▶ **Exercise requirements**
Rewrite the listing below, replacing "Tag every instance" with "Mark each occurrence" wherever it occurs and leaving everything else unchanged.

▶ **Records to process**
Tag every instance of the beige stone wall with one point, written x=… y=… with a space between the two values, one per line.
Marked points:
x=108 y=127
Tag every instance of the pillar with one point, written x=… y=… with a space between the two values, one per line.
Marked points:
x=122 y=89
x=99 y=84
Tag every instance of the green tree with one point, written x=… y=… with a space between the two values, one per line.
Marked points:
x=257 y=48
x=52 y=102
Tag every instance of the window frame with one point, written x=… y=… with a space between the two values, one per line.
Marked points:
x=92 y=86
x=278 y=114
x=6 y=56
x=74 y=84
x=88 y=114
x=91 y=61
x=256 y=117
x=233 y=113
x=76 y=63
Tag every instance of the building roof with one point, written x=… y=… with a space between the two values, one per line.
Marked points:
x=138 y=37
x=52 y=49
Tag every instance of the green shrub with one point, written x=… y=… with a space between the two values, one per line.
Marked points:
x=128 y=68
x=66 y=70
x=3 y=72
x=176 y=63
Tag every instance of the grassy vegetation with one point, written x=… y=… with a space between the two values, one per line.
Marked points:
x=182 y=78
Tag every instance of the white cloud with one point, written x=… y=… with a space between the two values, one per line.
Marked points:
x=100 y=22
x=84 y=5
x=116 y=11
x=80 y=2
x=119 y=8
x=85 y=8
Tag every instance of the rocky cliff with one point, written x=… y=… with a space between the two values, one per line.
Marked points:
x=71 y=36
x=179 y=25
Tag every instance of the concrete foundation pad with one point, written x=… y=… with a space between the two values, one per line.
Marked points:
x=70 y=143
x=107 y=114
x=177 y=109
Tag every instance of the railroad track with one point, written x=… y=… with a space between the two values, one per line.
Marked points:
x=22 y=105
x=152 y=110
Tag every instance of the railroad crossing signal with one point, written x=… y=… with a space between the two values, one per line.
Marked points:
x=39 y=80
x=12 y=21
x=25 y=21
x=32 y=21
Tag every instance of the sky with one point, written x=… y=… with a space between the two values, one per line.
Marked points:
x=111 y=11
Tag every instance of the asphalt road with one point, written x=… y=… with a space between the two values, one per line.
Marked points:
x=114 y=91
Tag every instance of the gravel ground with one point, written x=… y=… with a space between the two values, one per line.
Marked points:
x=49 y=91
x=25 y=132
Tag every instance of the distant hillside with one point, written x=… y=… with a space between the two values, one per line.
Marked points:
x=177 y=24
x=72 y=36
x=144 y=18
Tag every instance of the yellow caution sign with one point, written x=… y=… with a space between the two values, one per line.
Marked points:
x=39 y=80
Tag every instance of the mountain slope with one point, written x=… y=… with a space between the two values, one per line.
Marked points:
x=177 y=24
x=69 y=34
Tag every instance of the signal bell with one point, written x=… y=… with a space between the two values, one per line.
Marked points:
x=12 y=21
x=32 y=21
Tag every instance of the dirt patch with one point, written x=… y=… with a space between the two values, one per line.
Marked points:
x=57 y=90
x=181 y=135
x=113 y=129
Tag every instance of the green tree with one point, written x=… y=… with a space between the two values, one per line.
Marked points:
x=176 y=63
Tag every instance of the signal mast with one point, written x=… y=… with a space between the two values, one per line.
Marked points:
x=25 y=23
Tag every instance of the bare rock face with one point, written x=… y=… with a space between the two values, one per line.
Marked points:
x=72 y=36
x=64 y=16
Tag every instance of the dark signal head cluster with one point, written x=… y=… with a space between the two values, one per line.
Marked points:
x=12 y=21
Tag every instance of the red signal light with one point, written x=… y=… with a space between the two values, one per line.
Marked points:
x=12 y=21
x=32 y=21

▶ **Output of the exercise**
Mark each occurrence of the beige stone wall with one point, written x=… y=… with a space between the two values, one per line.
Marked points:
x=108 y=127
Mark each occurrence of the pillar with one point, written x=… y=… with a space between the two values, one per line.
Marked points:
x=122 y=89
x=99 y=84
Mark each occurrence of the green tree with one point, written x=… y=… with a space between the two values, one per line.
Marked points:
x=257 y=48
x=52 y=102
Mark each occurrence of the window frame with one point, written x=… y=… with a space between the two values, one per line.
Marked points:
x=92 y=86
x=278 y=114
x=6 y=56
x=74 y=84
x=88 y=114
x=91 y=61
x=256 y=117
x=233 y=113
x=76 y=63
Mark each occurrence of the building roof with one point, written x=… y=… with a space between the two values, one per line.
Marked points:
x=138 y=37
x=52 y=49
Mark each occurrence of the green shrub with one point, written x=… y=… with a space between the two values, one per line.
Marked points:
x=128 y=68
x=66 y=70
x=3 y=72
x=176 y=63
Mark each occurrence of the grassy vegetation with one point, written x=… y=… with a space between the two values, one per line.
Marked points:
x=182 y=78
Mark each occurrence of the white cloud with one point, written x=… y=… with a space between the two values, one per line.
Marked points:
x=100 y=22
x=84 y=5
x=116 y=11
x=80 y=2
x=119 y=8
x=85 y=8
Mark each occurrence of the rocky cliff with one point, written x=… y=… with a space between the two values, one per line.
Marked points:
x=71 y=36
x=179 y=25
Mark each occurrence of the concrete foundation pad with one point, written x=… y=… with a space between the two values, one per line.
Marked points:
x=70 y=143
x=107 y=114
x=177 y=109
Mark each occurrence of the railroad track with one point, written x=… y=… with a space between the two values, one per line.
Marked points:
x=22 y=105
x=152 y=110
Mark each occurrence of the railroad crossing signal with one point, written x=… y=… with a space between the two values, one per line.
Marked points:
x=39 y=80
x=12 y=21
x=25 y=21
x=32 y=21
Mark each occurrence of the sky with one point, written x=… y=… with a space between the two values, one per line.
Marked points:
x=111 y=11
Mark each occurrence of the asphalt road with one point, written x=… y=… with a space between the two values, one per line.
Marked points:
x=114 y=91
Mark each occurrence of the gravel ground with one point, written x=… y=… with a space between the two values, one per line.
Marked points:
x=49 y=91
x=25 y=132
Mark each occurrence of the distant hillside with one point, written x=… y=… with a space between the two values, one per line.
Marked points:
x=177 y=24
x=72 y=36
x=144 y=18
Mark each occurrence of the yellow caution sign with one point, written x=… y=… with a space between the two values, one per line.
Marked points:
x=39 y=80
Mark each occurrence of the mountain slope with one point, written x=… y=… with a space between the two values, one per line.
Marked points:
x=177 y=24
x=69 y=34
Mark each occurrence of the signal bell with one point, written x=… y=… with a space between the two values, one per line.
Marked points:
x=12 y=21
x=32 y=21
Mark each occurrence of the dirt patch with one point, written x=… y=… with a space between the two values, one per line.
Marked points:
x=57 y=90
x=181 y=135
x=113 y=129
Mark each occurrence of the green tree with one point, written x=… y=… with a space between the two values, one per line.
Marked points:
x=176 y=63
Mark each occurrence of the signal mast with one point, written x=… y=… with a space between the two values, one per line.
Marked points:
x=25 y=23
Mark each occurrence of the bare rock face with one point, written x=… y=… with a space between the two values, one per line.
Marked points:
x=72 y=36
x=64 y=16
Mark each occurrence of the dark signal head cluster with one point, written x=… y=… with a space between the two values, one per line.
Marked points:
x=12 y=21
Mark each occurrence of the red signal light with one point, written x=… y=… with a space between the two values, one per line.
Marked points:
x=12 y=21
x=32 y=21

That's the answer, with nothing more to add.